[EXTRACT]

THE French-government backed medical cannabis trial has so far recruited 325 patients of the 3,000 planned.

The pilot programme was first announced in October 2019, but only launched on March 26 this year having been delayed by the Covid pandemic.

The plan is to monitor 3,000 people over a two year period suffering from chronic and cancer-related pain, severe epilepsy, nervous system disorders such as multiple sclerosis and patients in palliative care.

French online cannabis news site Newsweed reports that two months after the much-vaunted launch of the study, only 325 people had been signed-up.

It reports that the distribution of patients at two months was 140 for neuropathic pain, 79 for drug-resistant epilepsy, 24 for oncology, 13 for a palliative situation and 69 for painful spasticity. 

Pace To Pick-Up After Summer

The plan is to recruit 750 patients apiece for the painful spasticity and neuropathic pain groupings, with 500 each for the remaining three categories.

A new temporary scientific committee has been set-up this week by France’s Agence Nationale de Sécurité du Médicament et des Produits de Santé (the national medicines agency, otherwise known as the ANSM) to monitor the testing of medical cannabis. 

The chair of the committee, Professor Nicolas Authier, who is head of the Medical Pharmacology Department and the pain clinic at the University Hospital and Medical School in Clermont-Ferrand, told Newsweed that this would now “make it possible to adapt the conditions of the experiment on various points (register, patient quotas, training, products, etc.).”

But he added that the pace of inclusion should not change.

“The Covid health crisis is not over, research projects are also relaunching … so some professionals, although motivated, have not had time to get started. But we weren’t expecting to fill the 3,000 places in three months,” Professor Authier explained to Newsweed.

“Summer is also coming and her vacation so let’s give more time to do things right. The success of the experiment does not lie in the speed with which patients are included. Let’s give ourselves until the end of the year. The objective is to calmly build the aftermath.”

Lack Of Vaporisers

The professor, who was already heading up various committees responsible for preparing the trial, told Newsweed that several hundred health professionals had been trained in the first wave in hospitals, and that more would be done in the coming months.

He added that problems with the availability of flowers due to a lack of vaporizers, should be sorted during the summer. “But that does not slow down inclusions in the experiment,” he said.

The aim of the study is twofold. The first is to evaluate the feasibility of providing medical cannabis in France, and the second to compile initial data on the safety and efficacy of cannabis in the medical field.

But as cannabis production is banned in France, all the drugs are having to be sourced from foreign manufacturers. 

To date, six companies have seen their products selected for use in the French medical cannabis trial, including Australian firms Althea and Little Green Pharma – whose founder and managing director Fleta Solomon was interviewed by BusinessCann last week – Canadian ventures Aurora Cannabis and Tilray, Israeli concern Panaxia, and UK-based Emmac Life Sciences.

[/EXTRACT]
[GIVEN ENTRIES]

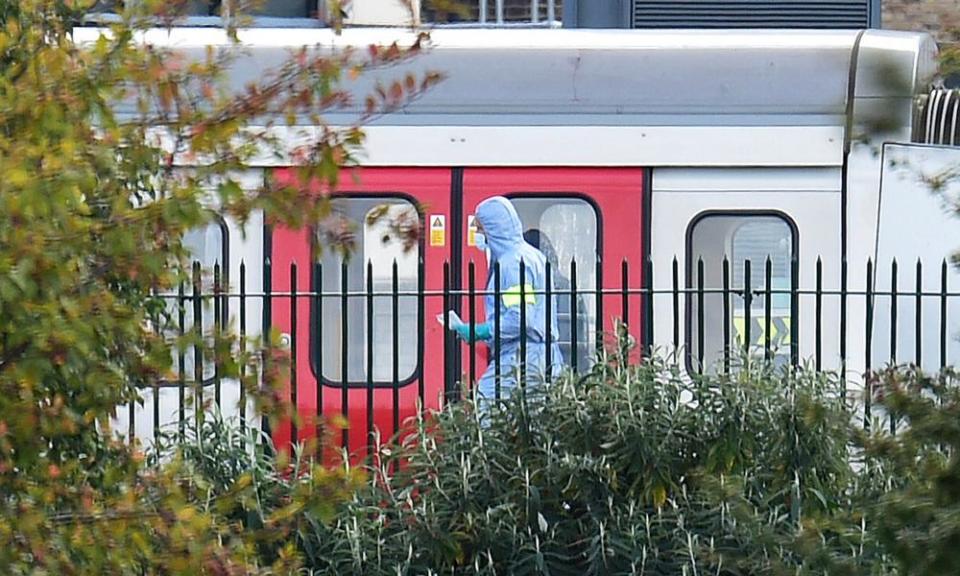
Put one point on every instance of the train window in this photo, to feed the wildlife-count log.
(566, 229)
(206, 246)
(374, 245)
(272, 8)
(741, 237)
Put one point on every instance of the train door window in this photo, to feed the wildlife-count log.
(372, 221)
(740, 237)
(206, 246)
(566, 229)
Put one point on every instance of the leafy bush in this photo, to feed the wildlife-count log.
(631, 469)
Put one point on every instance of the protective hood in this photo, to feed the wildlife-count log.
(501, 225)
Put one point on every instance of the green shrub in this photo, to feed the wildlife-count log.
(630, 469)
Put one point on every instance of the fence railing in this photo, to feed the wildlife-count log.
(377, 354)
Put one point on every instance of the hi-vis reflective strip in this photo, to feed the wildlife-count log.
(779, 330)
(511, 296)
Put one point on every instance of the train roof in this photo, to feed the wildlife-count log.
(607, 77)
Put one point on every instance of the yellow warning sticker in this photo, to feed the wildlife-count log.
(471, 230)
(438, 230)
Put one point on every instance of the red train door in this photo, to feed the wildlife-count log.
(593, 216)
(332, 347)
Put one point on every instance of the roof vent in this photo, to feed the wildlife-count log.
(939, 117)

[/GIVEN ENTRIES]

> TASK SET
1 - Which companies does the article on France's medical cannabis trial say have had their products selected for the trial?
2 - Reproduce the part of the medical cannabis trial article that begins with the words "The professor, who" and ends after the words "from foreign manufacturers.".

> RESPONSES PER TASK
1 -
Althea
Little Green Pharma
Aurora Cannabis
Tilray
Panaxia
Emmac Life Sciences

2 -
The professor, who was already heading up various committees responsible for preparing the trial, told Newsweed that several hundred health professionals had been trained in the first wave in hospitals, and that more would be done in the coming months.

He added that problems with the availability of flowers due to a lack of vaporizers, should be sorted during the summer. “But that does not slow down inclusions in the experiment,” he said.

The aim of the study is twofold. The first is to evaluate the feasibility of providing medical cannabis in France, and the second to compile initial data on the safety and efficacy of cannabis in the medical field.

But as cannabis production is banned in France, all the drugs are having to be sourced from foreign manufacturers.